[Data records]
⟨

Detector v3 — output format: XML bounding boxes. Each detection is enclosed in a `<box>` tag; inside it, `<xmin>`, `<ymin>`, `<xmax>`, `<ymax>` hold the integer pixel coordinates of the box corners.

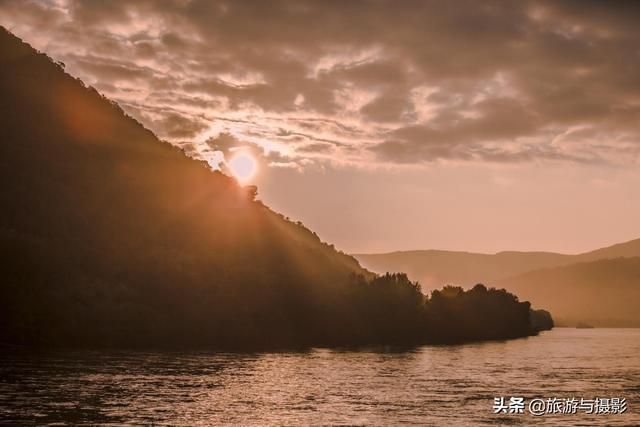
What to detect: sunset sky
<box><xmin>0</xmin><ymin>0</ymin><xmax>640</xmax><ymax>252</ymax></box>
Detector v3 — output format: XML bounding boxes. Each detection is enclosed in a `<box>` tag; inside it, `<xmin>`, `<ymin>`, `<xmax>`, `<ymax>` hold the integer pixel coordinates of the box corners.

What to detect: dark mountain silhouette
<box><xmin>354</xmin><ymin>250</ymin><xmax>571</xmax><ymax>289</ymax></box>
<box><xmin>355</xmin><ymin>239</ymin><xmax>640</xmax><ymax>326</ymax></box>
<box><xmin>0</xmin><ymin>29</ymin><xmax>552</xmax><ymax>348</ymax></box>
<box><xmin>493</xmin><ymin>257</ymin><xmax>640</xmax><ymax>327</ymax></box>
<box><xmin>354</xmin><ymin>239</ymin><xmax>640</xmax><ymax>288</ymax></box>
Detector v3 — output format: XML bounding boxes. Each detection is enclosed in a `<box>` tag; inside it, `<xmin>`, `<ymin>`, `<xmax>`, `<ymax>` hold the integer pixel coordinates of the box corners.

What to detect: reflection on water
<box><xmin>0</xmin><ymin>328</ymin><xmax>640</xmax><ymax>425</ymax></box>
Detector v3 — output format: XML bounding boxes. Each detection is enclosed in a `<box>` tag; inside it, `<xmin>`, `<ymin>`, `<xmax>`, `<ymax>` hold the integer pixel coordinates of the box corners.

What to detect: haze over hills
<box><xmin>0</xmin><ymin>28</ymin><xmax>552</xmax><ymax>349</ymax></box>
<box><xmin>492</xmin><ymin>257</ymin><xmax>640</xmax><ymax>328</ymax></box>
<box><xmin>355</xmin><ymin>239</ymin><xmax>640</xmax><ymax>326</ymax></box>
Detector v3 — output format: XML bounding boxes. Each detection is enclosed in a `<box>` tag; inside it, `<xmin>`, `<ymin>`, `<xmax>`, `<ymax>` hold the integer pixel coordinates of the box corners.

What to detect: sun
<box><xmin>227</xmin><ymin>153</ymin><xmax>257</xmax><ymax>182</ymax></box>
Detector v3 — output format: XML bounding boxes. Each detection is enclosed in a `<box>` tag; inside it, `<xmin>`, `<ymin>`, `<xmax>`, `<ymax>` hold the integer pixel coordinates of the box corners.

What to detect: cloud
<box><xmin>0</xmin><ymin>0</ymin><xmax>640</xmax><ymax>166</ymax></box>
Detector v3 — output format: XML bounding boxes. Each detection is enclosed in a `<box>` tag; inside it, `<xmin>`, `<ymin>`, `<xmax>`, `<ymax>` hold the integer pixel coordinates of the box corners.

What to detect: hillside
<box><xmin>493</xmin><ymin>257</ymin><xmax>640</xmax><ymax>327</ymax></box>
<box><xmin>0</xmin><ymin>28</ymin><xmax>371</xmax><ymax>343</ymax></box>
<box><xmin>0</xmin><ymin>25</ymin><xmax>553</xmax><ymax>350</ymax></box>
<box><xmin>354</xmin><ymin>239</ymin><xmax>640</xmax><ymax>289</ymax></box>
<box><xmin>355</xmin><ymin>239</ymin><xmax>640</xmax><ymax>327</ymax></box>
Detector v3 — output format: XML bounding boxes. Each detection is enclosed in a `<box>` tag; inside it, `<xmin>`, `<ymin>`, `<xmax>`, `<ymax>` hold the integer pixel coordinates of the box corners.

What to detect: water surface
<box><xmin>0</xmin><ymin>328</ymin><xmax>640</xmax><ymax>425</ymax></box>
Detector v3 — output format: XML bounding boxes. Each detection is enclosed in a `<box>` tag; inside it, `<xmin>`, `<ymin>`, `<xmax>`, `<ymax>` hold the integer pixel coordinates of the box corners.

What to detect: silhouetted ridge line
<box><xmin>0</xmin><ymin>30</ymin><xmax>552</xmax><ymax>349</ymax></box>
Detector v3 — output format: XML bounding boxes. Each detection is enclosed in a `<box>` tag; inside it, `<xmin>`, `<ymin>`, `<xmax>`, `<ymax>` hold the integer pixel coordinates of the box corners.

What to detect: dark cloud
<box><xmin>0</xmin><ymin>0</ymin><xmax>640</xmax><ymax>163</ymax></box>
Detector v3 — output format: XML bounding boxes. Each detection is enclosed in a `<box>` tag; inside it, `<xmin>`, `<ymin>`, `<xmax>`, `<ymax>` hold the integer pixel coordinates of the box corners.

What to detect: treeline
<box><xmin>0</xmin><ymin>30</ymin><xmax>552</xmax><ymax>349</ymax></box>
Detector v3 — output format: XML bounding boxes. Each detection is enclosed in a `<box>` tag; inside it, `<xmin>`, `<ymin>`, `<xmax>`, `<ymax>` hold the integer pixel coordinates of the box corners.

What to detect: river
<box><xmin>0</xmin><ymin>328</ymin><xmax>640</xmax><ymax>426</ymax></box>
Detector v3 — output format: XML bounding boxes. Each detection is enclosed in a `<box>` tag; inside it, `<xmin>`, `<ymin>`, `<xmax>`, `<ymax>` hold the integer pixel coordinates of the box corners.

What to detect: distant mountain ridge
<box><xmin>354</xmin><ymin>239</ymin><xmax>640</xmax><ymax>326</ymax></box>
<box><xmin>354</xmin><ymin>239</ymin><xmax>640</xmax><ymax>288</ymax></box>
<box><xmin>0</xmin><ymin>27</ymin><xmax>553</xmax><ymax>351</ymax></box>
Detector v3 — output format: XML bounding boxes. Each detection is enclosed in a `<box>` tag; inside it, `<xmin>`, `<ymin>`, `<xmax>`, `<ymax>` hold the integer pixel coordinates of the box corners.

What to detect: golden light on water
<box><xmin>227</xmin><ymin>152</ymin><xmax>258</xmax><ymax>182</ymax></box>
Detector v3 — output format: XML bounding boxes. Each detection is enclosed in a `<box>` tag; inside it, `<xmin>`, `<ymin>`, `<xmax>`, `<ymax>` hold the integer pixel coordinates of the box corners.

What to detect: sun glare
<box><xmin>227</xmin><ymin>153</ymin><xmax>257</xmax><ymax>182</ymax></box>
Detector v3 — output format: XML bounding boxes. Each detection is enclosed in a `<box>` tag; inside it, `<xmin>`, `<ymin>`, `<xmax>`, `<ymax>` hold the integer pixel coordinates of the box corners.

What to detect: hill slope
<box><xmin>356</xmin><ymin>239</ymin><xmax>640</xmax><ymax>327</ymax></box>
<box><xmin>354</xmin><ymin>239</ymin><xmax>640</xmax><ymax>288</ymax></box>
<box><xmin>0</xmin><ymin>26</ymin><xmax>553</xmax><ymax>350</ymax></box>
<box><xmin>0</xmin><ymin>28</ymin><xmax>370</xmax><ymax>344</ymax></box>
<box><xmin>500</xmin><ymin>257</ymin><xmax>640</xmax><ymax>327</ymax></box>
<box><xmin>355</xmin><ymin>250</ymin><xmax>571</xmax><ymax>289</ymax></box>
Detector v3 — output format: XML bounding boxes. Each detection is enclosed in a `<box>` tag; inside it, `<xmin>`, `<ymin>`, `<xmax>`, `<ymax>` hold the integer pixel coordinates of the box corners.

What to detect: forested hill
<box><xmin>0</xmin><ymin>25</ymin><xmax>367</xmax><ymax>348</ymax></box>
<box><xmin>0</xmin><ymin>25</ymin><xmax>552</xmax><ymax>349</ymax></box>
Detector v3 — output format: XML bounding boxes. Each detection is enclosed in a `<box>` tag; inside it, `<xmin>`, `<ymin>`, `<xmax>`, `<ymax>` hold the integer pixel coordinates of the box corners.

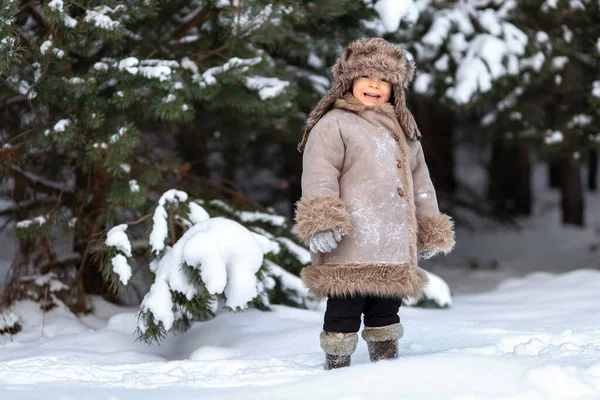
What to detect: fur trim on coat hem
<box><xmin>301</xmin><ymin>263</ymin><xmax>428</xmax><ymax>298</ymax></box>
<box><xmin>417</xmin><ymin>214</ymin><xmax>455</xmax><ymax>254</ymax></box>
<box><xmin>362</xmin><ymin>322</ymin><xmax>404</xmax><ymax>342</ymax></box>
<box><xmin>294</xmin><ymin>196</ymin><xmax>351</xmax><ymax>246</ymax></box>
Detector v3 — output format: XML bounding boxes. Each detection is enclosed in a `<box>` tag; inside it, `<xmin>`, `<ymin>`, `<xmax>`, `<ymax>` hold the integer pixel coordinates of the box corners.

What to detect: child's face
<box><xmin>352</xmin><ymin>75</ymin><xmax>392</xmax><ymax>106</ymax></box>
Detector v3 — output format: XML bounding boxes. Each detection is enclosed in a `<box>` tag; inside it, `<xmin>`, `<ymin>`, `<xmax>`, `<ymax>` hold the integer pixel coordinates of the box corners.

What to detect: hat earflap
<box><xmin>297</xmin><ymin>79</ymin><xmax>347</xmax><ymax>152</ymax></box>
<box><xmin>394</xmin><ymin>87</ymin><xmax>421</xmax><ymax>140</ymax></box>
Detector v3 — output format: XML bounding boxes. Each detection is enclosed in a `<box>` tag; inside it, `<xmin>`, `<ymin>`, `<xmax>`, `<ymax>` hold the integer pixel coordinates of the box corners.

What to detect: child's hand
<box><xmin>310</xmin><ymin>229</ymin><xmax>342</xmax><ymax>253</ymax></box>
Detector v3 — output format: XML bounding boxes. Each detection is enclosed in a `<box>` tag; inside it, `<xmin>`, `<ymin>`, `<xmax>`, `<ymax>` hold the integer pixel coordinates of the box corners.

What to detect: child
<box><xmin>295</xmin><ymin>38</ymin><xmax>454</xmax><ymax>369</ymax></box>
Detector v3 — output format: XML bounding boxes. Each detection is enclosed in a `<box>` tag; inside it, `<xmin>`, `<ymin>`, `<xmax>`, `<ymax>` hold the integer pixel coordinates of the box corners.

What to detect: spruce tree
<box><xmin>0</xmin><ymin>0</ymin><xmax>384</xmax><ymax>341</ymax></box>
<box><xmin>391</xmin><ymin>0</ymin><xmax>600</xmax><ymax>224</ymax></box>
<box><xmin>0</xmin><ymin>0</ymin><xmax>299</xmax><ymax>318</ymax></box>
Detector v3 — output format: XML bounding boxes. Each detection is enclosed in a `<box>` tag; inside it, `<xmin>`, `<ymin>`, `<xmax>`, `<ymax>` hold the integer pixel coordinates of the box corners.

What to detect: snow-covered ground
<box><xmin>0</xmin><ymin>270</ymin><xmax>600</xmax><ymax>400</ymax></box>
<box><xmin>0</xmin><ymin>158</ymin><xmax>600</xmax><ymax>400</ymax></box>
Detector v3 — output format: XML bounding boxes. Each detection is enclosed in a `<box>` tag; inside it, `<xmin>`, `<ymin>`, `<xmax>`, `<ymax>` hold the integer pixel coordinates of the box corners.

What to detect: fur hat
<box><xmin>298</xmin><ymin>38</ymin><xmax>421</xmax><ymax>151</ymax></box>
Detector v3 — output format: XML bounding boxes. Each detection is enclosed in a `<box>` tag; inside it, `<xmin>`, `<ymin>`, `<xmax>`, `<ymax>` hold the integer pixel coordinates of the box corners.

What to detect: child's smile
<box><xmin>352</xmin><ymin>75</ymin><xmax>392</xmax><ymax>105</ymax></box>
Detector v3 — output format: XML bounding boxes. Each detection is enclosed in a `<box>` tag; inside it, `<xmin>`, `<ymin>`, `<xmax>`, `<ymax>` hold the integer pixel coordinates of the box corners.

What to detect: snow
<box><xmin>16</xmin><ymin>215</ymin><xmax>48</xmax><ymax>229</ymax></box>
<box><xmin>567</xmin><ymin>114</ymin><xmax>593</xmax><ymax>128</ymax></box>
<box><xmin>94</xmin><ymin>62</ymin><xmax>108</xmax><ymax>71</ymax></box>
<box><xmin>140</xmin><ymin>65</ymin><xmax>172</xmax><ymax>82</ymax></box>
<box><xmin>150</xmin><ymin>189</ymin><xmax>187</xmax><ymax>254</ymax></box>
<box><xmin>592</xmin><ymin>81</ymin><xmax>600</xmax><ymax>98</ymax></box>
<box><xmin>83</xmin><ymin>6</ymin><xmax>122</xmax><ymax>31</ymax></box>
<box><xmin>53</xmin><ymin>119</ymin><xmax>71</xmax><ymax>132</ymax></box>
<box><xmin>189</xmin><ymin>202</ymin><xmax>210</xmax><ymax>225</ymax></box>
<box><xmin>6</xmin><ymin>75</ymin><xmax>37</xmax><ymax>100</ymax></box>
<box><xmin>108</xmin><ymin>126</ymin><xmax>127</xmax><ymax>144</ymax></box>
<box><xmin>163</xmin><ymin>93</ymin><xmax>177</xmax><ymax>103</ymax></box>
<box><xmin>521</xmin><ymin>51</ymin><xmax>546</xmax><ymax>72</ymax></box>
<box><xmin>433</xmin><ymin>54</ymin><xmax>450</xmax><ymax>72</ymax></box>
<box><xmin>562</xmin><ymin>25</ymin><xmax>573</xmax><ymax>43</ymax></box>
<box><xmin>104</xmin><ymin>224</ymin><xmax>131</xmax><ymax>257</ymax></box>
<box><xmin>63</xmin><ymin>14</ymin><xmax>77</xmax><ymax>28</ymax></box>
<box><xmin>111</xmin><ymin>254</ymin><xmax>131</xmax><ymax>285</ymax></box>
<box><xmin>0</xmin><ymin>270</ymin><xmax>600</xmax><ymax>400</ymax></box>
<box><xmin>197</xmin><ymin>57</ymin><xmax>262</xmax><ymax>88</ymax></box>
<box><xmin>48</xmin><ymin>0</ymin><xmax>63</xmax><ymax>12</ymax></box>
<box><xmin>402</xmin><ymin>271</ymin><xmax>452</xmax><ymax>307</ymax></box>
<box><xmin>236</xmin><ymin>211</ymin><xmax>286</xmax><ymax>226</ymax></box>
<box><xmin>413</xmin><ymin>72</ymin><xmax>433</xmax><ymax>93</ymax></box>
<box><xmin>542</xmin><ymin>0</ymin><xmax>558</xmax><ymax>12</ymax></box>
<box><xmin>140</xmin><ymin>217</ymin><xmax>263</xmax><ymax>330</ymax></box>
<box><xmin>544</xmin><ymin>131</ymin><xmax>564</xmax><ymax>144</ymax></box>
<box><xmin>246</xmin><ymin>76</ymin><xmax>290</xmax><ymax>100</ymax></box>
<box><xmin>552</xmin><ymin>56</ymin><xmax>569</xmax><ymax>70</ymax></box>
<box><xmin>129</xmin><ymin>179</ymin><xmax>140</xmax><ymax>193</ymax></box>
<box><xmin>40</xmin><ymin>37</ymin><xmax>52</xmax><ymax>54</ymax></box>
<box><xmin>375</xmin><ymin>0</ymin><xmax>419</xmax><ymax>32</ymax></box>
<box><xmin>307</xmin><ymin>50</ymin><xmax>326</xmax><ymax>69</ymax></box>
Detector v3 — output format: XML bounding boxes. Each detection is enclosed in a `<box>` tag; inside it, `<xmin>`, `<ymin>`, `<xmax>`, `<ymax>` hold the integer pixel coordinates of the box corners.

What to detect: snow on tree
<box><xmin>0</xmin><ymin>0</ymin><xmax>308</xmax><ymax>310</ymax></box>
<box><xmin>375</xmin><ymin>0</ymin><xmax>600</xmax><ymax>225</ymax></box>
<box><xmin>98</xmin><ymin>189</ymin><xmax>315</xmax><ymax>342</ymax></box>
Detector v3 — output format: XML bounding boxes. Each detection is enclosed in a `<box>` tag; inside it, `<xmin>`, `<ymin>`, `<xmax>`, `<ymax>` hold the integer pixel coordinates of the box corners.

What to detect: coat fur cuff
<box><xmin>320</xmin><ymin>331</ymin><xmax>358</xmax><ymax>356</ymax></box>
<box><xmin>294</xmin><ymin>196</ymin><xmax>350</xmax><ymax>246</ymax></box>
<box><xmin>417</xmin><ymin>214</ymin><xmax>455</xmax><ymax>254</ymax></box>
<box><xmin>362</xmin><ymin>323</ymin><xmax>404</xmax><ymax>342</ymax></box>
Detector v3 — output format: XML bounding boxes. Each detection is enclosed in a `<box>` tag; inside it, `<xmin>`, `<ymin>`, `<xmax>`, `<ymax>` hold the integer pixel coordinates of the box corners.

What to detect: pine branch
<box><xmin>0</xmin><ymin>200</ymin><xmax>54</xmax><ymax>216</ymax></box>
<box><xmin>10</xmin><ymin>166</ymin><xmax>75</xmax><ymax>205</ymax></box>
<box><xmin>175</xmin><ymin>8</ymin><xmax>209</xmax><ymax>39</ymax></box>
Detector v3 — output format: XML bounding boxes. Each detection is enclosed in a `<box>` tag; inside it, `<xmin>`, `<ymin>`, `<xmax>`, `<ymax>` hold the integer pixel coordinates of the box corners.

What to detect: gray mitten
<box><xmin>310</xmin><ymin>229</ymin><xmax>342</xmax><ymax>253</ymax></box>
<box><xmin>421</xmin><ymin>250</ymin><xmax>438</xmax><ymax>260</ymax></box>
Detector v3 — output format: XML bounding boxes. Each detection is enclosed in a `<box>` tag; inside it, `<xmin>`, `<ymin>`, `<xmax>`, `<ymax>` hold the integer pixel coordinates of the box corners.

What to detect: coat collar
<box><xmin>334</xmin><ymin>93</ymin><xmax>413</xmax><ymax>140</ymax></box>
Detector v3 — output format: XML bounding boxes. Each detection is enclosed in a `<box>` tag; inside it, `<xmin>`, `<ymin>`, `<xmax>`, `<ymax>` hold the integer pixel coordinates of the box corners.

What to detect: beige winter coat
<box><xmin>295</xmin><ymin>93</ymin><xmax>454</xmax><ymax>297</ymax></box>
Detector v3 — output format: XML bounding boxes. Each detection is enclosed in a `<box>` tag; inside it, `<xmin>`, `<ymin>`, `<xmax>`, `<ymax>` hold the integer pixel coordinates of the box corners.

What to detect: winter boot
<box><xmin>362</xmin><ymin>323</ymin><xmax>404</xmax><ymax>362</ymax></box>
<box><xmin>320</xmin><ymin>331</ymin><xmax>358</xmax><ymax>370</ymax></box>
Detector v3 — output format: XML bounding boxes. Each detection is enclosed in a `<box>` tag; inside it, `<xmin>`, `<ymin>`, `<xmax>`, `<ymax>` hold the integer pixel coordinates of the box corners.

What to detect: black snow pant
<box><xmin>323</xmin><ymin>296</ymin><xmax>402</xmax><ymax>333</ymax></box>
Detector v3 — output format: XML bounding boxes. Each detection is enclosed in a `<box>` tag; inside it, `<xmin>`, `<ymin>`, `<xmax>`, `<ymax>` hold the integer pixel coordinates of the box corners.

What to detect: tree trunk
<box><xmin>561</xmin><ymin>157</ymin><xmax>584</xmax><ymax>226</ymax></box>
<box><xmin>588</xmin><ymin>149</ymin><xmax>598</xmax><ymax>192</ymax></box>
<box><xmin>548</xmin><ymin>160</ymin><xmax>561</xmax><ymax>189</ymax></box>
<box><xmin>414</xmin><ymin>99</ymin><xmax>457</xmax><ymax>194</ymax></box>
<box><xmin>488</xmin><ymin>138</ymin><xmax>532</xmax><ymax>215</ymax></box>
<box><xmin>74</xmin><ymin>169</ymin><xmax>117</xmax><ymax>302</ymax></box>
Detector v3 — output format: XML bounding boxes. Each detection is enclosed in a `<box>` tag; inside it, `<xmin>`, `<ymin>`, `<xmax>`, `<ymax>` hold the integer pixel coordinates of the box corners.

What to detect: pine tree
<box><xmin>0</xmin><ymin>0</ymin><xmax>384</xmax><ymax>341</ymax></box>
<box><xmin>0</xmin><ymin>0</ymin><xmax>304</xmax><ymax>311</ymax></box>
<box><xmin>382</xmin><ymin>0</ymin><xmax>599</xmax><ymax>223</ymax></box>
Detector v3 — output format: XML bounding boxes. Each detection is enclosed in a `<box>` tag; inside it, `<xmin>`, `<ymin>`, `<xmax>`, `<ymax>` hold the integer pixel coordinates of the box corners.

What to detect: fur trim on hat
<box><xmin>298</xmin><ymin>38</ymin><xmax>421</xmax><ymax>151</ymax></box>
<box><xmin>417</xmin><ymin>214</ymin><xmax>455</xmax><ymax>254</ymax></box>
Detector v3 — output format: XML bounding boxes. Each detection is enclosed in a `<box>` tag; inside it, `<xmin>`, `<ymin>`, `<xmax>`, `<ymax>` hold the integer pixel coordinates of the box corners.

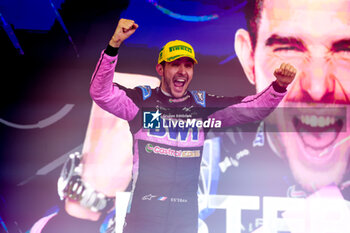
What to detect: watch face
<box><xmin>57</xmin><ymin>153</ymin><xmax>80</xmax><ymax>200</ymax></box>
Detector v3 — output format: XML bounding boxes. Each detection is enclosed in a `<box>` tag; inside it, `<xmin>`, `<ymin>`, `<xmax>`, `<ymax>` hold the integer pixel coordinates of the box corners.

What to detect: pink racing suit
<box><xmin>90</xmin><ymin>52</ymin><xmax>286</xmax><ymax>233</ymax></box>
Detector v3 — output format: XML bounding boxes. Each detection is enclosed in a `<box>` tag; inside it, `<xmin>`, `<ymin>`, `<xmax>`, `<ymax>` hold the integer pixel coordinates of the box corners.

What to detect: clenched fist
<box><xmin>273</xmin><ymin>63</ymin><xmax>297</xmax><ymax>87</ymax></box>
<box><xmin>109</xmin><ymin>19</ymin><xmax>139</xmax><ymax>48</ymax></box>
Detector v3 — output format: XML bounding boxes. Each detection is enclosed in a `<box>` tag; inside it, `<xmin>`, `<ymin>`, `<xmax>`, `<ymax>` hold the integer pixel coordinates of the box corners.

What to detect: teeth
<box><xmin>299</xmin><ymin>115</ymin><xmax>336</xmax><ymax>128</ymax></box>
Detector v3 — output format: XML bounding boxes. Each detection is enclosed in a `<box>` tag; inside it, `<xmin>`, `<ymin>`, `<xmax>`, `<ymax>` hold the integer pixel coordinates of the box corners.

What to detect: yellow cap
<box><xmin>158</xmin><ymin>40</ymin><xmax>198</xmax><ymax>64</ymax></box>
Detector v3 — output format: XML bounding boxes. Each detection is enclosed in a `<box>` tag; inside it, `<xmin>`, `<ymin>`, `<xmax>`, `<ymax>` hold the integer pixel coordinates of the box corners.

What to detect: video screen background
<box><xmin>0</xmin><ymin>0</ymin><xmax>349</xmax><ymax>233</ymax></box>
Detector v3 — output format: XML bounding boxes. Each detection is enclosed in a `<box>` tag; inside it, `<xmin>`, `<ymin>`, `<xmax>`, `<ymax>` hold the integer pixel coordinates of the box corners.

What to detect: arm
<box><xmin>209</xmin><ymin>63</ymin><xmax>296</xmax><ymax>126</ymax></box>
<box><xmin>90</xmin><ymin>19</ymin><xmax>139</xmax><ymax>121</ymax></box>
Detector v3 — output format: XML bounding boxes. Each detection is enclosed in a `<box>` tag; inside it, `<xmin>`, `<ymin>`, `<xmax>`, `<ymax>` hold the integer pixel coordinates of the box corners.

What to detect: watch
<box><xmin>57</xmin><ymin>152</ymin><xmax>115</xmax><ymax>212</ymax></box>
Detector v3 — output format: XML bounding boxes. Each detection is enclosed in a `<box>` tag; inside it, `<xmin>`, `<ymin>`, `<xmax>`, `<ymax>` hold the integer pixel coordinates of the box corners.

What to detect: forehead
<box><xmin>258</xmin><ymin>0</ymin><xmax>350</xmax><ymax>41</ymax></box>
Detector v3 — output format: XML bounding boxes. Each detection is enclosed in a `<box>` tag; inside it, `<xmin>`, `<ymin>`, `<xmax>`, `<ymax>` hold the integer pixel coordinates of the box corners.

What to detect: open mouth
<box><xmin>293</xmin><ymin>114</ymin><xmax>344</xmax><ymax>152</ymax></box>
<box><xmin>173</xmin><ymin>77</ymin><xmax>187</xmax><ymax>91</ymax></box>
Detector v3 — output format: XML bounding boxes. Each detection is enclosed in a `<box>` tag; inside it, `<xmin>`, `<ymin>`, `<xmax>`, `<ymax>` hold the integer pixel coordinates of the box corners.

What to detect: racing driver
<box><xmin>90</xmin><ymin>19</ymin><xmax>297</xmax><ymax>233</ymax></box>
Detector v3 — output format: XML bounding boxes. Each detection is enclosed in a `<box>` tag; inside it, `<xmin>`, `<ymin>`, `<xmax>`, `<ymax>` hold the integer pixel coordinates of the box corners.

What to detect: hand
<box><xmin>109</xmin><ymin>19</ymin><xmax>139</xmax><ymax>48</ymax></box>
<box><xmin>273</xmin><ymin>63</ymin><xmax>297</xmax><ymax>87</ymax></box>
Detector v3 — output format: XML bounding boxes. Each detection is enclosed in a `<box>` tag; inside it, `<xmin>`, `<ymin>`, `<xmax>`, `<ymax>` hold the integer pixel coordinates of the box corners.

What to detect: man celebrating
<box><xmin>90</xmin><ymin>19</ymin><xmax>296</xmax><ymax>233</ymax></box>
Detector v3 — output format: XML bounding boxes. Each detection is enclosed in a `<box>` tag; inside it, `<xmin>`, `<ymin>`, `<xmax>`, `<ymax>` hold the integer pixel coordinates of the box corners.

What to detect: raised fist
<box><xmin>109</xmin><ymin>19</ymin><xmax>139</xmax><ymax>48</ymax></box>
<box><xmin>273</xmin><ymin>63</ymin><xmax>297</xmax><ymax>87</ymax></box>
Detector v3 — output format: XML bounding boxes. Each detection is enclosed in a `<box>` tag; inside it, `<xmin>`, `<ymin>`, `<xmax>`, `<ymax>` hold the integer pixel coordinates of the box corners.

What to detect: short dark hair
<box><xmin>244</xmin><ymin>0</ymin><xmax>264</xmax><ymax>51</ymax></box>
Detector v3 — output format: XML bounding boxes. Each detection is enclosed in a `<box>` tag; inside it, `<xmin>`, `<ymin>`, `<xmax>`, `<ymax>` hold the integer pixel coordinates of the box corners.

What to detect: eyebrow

⟩

Brief -> Report how many lines in the items contain the string "winter", giving only the number.

Final answer -> 2